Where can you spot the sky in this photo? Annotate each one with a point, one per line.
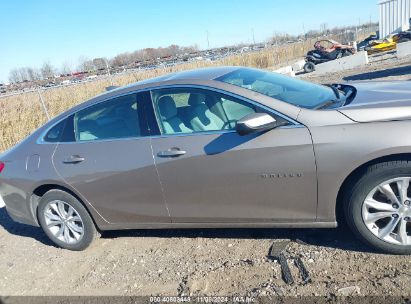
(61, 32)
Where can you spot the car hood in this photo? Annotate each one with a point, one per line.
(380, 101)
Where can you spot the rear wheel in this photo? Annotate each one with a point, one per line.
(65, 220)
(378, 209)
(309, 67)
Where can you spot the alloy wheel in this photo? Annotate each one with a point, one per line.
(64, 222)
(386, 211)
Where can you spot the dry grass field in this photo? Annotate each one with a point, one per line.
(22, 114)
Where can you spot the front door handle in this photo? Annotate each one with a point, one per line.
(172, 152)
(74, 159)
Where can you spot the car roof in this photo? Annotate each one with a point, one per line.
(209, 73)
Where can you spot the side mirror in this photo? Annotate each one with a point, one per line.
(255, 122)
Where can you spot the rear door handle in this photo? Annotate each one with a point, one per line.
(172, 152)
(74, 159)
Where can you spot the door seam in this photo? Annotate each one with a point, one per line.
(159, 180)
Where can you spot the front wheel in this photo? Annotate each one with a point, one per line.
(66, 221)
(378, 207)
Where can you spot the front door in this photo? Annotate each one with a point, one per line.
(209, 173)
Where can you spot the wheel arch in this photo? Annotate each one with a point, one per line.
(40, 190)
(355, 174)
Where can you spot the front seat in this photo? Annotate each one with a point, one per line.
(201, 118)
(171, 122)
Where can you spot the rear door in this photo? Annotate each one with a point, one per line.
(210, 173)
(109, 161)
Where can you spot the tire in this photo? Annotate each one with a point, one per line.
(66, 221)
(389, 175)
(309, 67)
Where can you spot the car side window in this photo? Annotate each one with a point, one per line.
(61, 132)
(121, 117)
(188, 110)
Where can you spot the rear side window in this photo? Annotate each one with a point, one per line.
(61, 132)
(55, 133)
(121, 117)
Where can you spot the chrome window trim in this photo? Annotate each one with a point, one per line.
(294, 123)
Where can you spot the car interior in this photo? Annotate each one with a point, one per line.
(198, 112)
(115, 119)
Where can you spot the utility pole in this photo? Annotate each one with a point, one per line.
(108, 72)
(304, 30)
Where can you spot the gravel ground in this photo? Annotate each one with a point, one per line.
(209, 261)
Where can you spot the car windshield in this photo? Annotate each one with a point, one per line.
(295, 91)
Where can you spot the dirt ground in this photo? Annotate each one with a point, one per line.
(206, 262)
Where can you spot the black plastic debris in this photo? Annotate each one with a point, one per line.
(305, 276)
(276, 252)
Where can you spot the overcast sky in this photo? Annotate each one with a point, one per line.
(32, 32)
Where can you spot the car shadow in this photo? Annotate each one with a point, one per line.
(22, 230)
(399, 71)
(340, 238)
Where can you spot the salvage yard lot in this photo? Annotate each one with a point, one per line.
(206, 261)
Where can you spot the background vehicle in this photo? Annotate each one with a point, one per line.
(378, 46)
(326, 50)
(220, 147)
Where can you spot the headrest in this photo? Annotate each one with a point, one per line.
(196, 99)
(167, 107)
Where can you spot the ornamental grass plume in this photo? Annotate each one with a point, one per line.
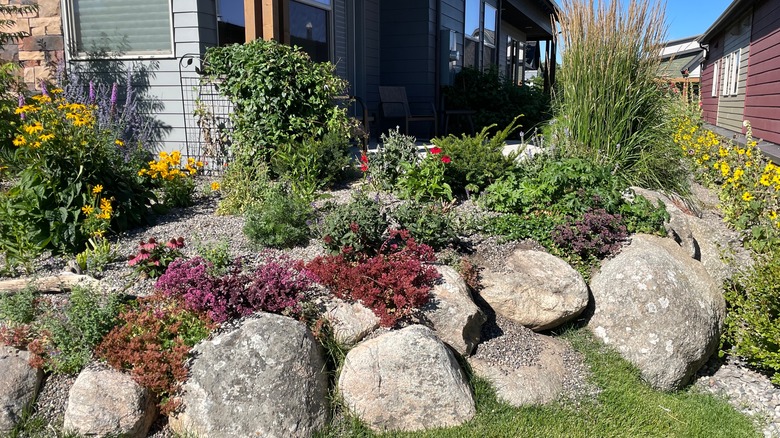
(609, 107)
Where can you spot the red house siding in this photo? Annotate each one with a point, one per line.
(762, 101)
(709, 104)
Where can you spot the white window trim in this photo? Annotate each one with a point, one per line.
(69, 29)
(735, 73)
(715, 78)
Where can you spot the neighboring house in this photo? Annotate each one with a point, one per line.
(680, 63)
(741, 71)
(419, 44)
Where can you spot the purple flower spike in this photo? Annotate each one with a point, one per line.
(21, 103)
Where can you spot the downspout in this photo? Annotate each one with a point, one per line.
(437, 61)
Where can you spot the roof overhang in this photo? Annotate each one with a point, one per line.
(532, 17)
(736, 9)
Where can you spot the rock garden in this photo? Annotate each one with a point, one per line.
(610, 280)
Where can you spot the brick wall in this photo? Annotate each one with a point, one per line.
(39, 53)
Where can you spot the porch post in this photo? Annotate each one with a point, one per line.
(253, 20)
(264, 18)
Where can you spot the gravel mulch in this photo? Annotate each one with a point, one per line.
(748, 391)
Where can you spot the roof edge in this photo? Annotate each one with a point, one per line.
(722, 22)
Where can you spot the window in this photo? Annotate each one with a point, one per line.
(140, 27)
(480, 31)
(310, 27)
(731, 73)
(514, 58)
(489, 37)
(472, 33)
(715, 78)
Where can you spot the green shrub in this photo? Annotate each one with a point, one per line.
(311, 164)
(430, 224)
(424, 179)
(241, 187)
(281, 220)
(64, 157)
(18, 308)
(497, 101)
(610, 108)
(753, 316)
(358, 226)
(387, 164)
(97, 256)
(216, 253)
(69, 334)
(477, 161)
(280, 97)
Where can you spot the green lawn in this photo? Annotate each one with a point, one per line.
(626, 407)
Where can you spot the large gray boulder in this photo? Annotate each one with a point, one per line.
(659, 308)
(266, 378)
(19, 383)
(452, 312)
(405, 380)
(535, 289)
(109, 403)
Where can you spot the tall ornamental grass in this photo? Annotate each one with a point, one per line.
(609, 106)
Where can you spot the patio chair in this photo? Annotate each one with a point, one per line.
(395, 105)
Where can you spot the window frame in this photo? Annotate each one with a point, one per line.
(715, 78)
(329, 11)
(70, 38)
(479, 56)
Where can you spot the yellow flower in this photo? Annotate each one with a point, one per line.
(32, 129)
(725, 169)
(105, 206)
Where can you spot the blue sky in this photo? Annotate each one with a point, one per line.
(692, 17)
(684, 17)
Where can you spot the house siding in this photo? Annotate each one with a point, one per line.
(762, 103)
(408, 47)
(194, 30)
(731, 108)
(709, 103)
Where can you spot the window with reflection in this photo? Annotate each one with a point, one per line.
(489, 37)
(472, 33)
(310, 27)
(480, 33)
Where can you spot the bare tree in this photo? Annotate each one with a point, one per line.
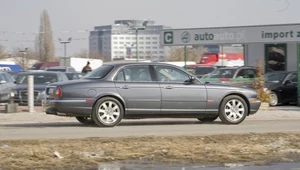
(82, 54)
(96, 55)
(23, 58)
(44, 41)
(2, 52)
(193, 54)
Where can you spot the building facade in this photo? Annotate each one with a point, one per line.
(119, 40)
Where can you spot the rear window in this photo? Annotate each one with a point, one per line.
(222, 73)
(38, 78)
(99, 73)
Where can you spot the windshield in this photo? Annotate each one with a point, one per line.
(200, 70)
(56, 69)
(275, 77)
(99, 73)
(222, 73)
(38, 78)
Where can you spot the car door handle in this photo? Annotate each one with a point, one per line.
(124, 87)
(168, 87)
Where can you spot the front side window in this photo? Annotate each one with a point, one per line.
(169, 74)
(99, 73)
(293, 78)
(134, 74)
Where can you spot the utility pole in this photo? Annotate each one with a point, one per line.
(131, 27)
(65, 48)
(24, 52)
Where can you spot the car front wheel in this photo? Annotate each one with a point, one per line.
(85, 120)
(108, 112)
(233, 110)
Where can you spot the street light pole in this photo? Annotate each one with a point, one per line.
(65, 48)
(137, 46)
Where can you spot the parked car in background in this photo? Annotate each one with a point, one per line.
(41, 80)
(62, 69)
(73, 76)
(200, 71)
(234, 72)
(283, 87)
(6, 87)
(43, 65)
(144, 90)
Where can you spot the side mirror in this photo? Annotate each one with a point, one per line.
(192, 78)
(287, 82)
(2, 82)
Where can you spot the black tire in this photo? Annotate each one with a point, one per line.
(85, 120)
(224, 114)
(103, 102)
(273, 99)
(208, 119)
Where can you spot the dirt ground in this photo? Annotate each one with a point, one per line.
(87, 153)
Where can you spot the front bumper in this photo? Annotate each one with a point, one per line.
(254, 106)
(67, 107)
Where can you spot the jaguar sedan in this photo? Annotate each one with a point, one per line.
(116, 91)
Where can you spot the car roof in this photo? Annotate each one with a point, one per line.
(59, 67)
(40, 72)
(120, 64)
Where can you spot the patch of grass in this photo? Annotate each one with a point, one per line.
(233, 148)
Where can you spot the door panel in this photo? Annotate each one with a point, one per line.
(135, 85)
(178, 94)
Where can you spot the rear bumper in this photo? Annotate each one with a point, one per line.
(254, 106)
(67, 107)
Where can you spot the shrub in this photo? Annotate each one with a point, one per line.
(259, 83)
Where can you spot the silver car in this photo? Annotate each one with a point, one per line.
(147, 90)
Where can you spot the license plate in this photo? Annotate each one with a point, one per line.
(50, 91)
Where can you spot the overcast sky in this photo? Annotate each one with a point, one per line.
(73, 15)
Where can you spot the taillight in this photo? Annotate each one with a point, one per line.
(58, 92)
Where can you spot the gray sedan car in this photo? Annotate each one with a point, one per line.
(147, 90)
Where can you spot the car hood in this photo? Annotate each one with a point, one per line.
::::::::::
Write out the lines above, starting at the line that contains "Where can you spot the shrub" and ending with the final line, and nothing else; copy them exactly.

Where can you spot the shrub in this photo? Annotate each one with a point, one per line.
(259, 83)
Where can you spot the silver car in this photo? Annotate each one with a point, one per line.
(147, 90)
Where can you spot the license plate in this photo? Annotate each one with a point, one per line.
(50, 91)
Where can you spot the overcast sky in this photo? Annotate each one with a point, one per line.
(73, 15)
Where can you spot the taillight in this photo? Annotate each one with a point, one per line.
(58, 92)
Where can you spot the gray sedan car in this photo? Annotate each one with a point, one per line.
(147, 90)
Where can you spot the car hood in this photo? Annotate each one with a point, one per line.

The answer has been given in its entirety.